(Aim)
Turn every line of the items below into a JSON list of strings, one string per line, and leave out any blank lines.

### Data supplied

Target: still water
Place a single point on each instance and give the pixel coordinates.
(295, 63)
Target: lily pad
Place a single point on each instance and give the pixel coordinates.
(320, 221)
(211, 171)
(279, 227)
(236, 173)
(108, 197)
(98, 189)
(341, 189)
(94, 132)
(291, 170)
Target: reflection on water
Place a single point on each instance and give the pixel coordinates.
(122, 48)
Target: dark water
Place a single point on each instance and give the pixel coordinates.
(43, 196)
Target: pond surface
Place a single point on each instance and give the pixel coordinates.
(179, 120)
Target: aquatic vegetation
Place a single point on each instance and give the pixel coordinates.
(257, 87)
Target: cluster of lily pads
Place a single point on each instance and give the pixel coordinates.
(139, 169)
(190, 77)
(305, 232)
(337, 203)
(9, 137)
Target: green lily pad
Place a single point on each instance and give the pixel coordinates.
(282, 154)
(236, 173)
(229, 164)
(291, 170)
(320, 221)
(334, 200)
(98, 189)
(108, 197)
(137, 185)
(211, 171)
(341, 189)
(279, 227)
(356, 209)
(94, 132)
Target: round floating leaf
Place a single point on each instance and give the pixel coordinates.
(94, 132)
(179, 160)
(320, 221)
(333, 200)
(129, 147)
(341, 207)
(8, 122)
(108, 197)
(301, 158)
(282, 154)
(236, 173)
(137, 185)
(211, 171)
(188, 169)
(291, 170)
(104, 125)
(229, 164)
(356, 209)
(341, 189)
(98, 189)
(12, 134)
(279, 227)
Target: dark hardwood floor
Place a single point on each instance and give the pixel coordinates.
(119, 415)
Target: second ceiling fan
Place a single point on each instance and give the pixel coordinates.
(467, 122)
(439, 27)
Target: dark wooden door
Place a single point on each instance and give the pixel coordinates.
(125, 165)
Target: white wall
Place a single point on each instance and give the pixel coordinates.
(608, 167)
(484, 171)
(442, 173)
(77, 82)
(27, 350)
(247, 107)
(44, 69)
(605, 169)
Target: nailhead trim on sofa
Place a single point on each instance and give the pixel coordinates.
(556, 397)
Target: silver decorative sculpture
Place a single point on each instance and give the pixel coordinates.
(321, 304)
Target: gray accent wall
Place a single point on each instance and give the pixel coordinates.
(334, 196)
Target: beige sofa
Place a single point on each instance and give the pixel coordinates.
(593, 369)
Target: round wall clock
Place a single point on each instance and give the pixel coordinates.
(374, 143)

######

(In response)
[
  "Target: still water",
  "Place a single point on each instance and give the pixel coordinates.",
  "(295, 63)",
  "Target: lily pad",
  "Place a single point on each instance and give the pixel coordinates.",
  "(320, 221)",
  "(211, 171)",
  "(279, 227)",
  "(236, 173)",
  "(108, 197)",
  "(98, 189)",
  "(341, 189)",
  "(94, 132)",
  "(291, 170)",
  "Target: reflection on water",
  "Place a single point on each instance and give the pixel coordinates.",
  "(122, 48)",
  "Target: dark water",
  "Place a single point on each instance and give the pixel coordinates.",
  "(43, 196)",
  "Target: pond surface",
  "Place a single point on each instance and give the pixel coordinates.",
  "(179, 120)",
  "Target: aquatic vegetation",
  "Place a single point on each instance and give the pixel coordinates.",
  "(257, 87)",
  "Target: cluster of lily pads",
  "Place a single point on each instance and give the pixel coordinates.",
  "(139, 169)",
  "(190, 77)",
  "(305, 232)",
  "(337, 203)",
  "(9, 137)",
  "Target: green lily pad",
  "Place a single point on each instance and give the pixel coordinates.",
  "(282, 154)",
  "(236, 173)",
  "(229, 164)",
  "(291, 170)",
  "(320, 221)",
  "(334, 200)",
  "(98, 189)",
  "(108, 197)",
  "(137, 185)",
  "(211, 171)",
  "(341, 189)",
  "(279, 227)",
  "(356, 209)",
  "(94, 132)",
  "Target: round floating leaf",
  "Place a single point on each instance and give the pixel coordinates.",
  "(94, 132)",
  "(179, 160)",
  "(320, 221)",
  "(333, 200)",
  "(129, 147)",
  "(341, 207)",
  "(8, 122)",
  "(108, 197)",
  "(301, 158)",
  "(282, 154)",
  "(236, 173)",
  "(137, 185)",
  "(211, 171)",
  "(188, 169)",
  "(291, 170)",
  "(104, 125)",
  "(229, 164)",
  "(356, 209)",
  "(341, 189)",
  "(98, 189)",
  "(12, 134)",
  "(279, 227)",
  "Target: dark hardwood floor",
  "Place a single point on each instance and give the pixel coordinates.",
  "(119, 415)",
  "Target: second ceiling fan",
  "Place a single point on each instance and give the pixel coordinates.",
  "(467, 122)",
  "(439, 27)",
  "Target: dark wooden door",
  "Place a single point on each instance and give the pixel coordinates.",
  "(125, 165)",
  "Target: white wall",
  "Place a single point on each instance and give the pixel coordinates.",
  "(608, 167)",
  "(484, 171)",
  "(442, 173)",
  "(77, 82)",
  "(27, 350)",
  "(247, 107)",
  "(44, 69)",
  "(605, 169)",
  "Target: nailhead trim on sofa",
  "Place a single point on each instance and give the pixel coordinates.",
  "(556, 397)",
  "Target: silver decorative sculpture",
  "Place a single point on each instance and give the pixel coordinates.",
  "(321, 304)",
  "Target: gray accent wall",
  "Place a single point on each instance and give the pixel coordinates.",
  "(334, 196)",
  "Target: beige sofa",
  "Place a single point on each instance and give the pixel coordinates.",
  "(593, 369)",
  "Target: round wall clock",
  "Place a single point on each instance and give the pixel coordinates.",
  "(374, 143)"
]